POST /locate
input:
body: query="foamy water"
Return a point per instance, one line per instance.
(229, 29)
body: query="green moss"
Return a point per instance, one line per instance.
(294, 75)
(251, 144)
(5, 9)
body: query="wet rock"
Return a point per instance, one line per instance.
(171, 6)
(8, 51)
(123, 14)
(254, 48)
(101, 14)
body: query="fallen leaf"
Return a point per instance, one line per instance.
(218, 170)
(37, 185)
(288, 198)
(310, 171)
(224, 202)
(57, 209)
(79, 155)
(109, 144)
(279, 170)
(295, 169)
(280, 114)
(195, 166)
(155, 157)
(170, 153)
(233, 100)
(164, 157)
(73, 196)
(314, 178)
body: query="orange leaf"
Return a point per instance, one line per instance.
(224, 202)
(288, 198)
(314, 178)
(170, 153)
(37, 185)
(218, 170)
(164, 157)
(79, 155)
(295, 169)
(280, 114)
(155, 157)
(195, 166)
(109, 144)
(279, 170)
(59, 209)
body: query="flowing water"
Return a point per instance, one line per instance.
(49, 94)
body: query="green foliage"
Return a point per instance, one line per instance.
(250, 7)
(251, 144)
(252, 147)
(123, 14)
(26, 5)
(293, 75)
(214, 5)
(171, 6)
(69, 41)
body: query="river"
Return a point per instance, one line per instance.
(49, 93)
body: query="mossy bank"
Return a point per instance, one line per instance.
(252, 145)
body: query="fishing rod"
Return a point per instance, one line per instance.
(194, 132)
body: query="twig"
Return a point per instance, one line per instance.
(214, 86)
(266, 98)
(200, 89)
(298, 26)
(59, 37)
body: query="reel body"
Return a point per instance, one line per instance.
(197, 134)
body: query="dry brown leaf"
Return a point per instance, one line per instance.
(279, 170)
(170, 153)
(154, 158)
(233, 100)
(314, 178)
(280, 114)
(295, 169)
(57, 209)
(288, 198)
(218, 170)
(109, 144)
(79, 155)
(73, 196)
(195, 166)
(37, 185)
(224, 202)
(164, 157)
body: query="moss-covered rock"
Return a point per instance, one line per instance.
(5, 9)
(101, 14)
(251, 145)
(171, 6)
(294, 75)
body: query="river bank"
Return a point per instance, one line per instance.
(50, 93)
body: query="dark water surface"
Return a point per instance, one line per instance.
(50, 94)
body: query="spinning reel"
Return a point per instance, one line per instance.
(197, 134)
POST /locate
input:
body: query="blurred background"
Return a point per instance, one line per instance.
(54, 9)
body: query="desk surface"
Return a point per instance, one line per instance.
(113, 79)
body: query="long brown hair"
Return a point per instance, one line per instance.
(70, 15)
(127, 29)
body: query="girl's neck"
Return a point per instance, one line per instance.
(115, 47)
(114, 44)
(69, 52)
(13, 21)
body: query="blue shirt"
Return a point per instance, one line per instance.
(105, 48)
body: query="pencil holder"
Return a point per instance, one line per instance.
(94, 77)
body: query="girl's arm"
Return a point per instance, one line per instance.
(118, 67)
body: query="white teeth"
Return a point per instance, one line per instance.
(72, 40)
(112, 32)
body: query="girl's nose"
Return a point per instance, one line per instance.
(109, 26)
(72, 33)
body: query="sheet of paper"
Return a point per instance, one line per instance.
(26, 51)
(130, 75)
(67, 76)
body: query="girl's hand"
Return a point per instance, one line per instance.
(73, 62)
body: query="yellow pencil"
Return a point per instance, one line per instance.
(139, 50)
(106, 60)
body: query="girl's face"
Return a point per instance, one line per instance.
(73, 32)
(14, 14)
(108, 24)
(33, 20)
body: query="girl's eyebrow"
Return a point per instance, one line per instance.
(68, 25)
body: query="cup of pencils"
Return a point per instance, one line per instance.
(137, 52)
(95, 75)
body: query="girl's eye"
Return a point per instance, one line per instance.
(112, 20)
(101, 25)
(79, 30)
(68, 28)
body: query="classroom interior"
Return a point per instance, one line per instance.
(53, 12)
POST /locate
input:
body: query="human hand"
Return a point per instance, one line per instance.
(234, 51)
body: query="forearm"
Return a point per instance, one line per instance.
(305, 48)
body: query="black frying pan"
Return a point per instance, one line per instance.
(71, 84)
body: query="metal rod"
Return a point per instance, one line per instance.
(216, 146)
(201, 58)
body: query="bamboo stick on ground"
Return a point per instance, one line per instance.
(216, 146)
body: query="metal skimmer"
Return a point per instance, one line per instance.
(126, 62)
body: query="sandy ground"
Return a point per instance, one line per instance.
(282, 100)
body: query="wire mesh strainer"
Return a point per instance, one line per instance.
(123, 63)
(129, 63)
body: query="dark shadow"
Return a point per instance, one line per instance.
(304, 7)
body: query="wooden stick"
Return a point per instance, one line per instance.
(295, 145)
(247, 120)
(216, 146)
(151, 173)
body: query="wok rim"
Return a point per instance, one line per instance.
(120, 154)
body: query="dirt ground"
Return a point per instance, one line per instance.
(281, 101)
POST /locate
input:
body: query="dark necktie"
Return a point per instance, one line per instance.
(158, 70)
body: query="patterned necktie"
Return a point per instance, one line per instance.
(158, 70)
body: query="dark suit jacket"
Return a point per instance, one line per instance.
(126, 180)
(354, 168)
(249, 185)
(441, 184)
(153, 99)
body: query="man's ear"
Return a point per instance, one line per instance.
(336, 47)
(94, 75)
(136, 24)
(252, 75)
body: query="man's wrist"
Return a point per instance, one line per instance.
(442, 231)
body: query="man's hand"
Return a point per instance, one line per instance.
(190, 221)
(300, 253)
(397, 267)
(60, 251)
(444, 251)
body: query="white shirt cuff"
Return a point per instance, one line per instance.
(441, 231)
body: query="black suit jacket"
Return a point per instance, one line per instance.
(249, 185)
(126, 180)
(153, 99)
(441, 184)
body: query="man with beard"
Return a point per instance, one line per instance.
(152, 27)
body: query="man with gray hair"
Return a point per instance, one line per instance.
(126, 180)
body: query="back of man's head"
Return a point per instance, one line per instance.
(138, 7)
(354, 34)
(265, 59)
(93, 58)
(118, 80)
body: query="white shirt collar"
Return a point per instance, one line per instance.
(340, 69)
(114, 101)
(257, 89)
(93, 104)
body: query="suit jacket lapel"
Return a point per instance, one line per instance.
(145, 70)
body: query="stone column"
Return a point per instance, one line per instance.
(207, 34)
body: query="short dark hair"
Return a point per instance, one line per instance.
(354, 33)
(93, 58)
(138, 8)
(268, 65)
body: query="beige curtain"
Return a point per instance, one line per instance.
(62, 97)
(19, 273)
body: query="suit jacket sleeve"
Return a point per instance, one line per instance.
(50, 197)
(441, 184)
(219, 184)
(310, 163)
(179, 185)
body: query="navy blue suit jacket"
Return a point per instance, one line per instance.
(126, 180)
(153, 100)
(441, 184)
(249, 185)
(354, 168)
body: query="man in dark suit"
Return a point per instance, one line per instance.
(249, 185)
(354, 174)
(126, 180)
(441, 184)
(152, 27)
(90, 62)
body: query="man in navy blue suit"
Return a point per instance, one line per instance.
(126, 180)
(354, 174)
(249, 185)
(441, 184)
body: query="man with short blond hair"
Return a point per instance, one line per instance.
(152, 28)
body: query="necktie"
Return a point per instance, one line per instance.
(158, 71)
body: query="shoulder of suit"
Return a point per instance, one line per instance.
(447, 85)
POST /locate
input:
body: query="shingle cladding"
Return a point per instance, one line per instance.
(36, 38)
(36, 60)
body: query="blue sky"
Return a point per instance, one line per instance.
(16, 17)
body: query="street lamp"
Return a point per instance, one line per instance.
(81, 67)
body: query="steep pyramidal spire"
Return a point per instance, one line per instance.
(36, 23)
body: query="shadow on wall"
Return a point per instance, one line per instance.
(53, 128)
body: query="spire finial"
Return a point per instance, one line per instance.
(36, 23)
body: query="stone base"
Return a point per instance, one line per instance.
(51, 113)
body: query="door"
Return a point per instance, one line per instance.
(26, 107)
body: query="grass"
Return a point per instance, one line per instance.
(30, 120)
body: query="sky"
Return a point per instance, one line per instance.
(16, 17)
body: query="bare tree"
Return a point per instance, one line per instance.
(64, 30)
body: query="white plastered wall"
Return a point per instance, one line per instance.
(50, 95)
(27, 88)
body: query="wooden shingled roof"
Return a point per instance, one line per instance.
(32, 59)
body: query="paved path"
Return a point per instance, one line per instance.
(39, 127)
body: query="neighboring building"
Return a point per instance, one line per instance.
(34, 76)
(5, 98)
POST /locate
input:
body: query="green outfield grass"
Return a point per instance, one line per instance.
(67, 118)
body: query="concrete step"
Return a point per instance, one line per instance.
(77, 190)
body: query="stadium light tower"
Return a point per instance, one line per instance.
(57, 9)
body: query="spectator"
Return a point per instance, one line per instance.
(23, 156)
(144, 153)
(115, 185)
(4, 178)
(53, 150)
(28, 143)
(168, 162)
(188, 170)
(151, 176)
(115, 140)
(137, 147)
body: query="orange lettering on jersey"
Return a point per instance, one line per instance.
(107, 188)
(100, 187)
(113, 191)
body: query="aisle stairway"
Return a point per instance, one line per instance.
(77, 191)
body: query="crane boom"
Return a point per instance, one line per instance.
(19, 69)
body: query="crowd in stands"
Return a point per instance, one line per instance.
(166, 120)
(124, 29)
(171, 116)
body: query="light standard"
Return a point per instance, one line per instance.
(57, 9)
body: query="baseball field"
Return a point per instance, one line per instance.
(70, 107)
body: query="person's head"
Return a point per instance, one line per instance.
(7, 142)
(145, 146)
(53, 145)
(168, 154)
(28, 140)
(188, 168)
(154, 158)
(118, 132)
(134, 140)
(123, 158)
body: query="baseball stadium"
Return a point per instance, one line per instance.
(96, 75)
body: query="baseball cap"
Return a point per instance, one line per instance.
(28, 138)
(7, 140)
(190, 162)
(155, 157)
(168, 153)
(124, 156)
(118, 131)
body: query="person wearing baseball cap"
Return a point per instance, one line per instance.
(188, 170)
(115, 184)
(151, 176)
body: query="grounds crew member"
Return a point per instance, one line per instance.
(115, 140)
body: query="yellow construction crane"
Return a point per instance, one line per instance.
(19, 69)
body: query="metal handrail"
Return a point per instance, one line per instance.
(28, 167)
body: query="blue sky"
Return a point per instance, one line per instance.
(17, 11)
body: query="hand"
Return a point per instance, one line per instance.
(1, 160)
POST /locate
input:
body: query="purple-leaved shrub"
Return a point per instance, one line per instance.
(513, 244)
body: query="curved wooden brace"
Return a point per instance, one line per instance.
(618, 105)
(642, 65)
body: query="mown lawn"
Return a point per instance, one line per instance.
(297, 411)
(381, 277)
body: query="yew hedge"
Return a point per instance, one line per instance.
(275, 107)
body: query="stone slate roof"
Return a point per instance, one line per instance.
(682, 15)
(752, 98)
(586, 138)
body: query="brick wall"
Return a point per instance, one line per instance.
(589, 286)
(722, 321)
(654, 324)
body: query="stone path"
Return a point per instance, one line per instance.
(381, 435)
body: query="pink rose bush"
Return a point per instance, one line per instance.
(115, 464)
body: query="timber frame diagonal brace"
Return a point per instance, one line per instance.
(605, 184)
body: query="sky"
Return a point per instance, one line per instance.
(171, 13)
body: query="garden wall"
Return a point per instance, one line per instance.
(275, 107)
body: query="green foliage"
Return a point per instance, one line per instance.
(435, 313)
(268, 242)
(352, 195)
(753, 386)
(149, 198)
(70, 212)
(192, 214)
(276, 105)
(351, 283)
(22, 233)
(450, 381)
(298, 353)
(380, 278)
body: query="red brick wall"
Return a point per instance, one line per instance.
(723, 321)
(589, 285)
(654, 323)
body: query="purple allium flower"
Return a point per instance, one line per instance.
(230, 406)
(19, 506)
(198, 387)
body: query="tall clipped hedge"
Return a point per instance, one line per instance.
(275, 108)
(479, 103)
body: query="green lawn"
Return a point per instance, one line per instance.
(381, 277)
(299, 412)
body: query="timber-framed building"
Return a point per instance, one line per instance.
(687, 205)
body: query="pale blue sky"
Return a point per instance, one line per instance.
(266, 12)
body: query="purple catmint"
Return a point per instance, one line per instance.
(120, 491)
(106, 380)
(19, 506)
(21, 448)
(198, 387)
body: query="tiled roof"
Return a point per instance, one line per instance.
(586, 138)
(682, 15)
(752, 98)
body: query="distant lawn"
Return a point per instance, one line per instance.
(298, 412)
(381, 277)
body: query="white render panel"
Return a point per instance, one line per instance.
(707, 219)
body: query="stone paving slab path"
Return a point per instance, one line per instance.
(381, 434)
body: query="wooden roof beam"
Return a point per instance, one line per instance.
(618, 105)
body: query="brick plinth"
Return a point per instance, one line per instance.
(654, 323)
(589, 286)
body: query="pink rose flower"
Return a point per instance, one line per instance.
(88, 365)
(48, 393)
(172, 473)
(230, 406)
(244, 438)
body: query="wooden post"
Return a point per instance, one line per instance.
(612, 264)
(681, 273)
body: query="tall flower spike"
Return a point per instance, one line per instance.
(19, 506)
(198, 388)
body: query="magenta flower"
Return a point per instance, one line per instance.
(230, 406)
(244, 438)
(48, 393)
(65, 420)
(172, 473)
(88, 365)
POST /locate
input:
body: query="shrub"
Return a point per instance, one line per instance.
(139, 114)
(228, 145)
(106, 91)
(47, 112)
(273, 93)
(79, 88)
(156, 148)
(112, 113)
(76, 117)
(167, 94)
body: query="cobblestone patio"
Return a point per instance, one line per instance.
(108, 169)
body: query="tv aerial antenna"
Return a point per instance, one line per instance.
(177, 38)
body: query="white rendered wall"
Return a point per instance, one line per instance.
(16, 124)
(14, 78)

* EXERCISE DIRECTIONS
Within the data above, pick out all lines holding the word "shirt".

* RESPONSE TO THE EXERCISE
body: query="blue shirt"
body: query="white shirt cuff"
body: query="white shirt collar"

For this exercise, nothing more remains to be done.